TASK REQUIREMENTS:
Each entry must be given again exactly; images do not belong in the copy.

PROVIDED MATERIAL:
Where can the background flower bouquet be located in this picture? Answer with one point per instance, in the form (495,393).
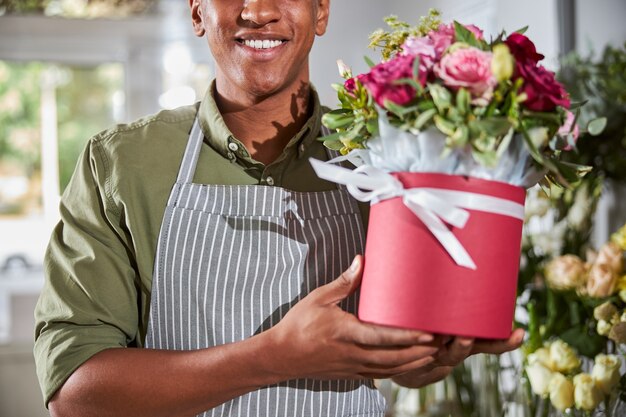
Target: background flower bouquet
(446,132)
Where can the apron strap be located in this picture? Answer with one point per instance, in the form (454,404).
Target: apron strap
(192,152)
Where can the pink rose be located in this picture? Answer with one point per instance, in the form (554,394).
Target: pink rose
(445,35)
(469,68)
(522,48)
(544,92)
(380,80)
(422,47)
(567,128)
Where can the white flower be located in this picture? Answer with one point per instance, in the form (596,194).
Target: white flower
(539,377)
(606,372)
(561,392)
(587,395)
(563,357)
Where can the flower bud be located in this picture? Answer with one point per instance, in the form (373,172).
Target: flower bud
(606,372)
(563,357)
(587,395)
(566,272)
(539,377)
(611,254)
(601,280)
(502,62)
(605,311)
(542,356)
(603,327)
(618,333)
(561,392)
(344,70)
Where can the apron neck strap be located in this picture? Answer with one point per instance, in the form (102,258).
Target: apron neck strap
(192,152)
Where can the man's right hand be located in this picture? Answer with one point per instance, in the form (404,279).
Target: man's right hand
(317,339)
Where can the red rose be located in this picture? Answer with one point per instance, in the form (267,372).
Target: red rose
(544,92)
(380,81)
(522,48)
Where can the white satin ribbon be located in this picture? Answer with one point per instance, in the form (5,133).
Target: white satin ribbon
(433,206)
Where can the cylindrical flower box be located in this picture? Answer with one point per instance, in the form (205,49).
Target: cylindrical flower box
(410,281)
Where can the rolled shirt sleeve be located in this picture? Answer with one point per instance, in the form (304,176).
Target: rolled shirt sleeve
(89,300)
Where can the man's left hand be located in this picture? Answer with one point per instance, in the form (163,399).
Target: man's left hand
(451,353)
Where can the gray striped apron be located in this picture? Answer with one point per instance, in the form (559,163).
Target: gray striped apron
(232,260)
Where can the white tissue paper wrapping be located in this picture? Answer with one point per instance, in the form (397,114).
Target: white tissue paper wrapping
(395,150)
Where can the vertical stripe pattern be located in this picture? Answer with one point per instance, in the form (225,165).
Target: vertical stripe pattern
(231,262)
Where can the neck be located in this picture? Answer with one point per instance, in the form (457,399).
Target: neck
(264,124)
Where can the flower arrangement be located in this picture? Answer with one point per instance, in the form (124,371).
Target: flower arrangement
(446,132)
(577,330)
(483,97)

RESULT OF THE TASK:
Where can the background flower bouquet be located in this picture? Answer with one point per instance, in the form (495,393).
Target: background flower bouquet
(446,132)
Where can the apron strap be located in this picture? Answer with one point per instance, in the form (454,404).
Target: apron strap
(192,152)
Where can the pink rose be located in this picture? Answer with one point per instance, in the form (554,394).
Target: pink rose
(445,35)
(469,68)
(522,48)
(544,92)
(380,80)
(422,47)
(567,128)
Where can the white flower be located in this picture? Answer with one point per instance, in the form (596,194).
Target: white flower
(539,377)
(606,372)
(561,392)
(587,395)
(563,357)
Where can the flower bud be located in this picture? Answer with one point per instance, in the form (373,172).
Target: flower bud
(606,372)
(563,357)
(587,395)
(566,272)
(539,377)
(611,254)
(601,280)
(502,62)
(605,311)
(542,356)
(603,327)
(618,333)
(561,392)
(344,70)
Where can the apron neck strap be located in this picture? Answer with one point per instance, in the form (102,258).
Target: apron neck strap
(192,152)
Where can the man's right hand be located in this picture? Answer with one point per instance, in the form (404,279).
Target: man's right hand
(317,339)
Where can the red rose be located in this picture? Answer with one point per instance, in the form (267,372).
Target: red rose
(544,92)
(380,81)
(522,48)
Where can the white satin ribbon be located in this picture? Answer with one point per instance, in the form (5,133).
Target: white satin ribbon
(433,206)
Where can the cylindrical flower box be located in this picture? Answer with one point per instance, in the form (205,49).
Target: cylindrical flower box
(410,281)
Where can the rolled shirt sleeve be located in this picture? Answer with one point per instance, in the form (304,176).
Target: rolled shirt sleeve
(89,300)
Where can the man's left hand be located in this picture? Answer with one point per instance, in the form (163,399).
Target: man's left hand
(451,353)
Where can the gray striped apron be located in this picture? Answer with one point per instance, in the form (559,163).
Target: gray striped apron
(232,260)
Where can the white tissue paper wrapping be located in this picture? Answer with one point per instance, in the form (397,114).
Target: white tissue paper wrapping
(395,150)
Where can the vertical stripe pattern be located in this picture? Answer with one point per instance, in the form (225,165).
Target: vertical stripe pattern
(231,262)
Where can the neck be located in this picture? Answer with one point per instance, in the form (457,399).
Target: neck
(264,124)
Where can the flower arrangement be located in this picture? Answer with one point per instance, in the form (124,371).
Target: flower arrangement
(446,132)
(577,330)
(483,97)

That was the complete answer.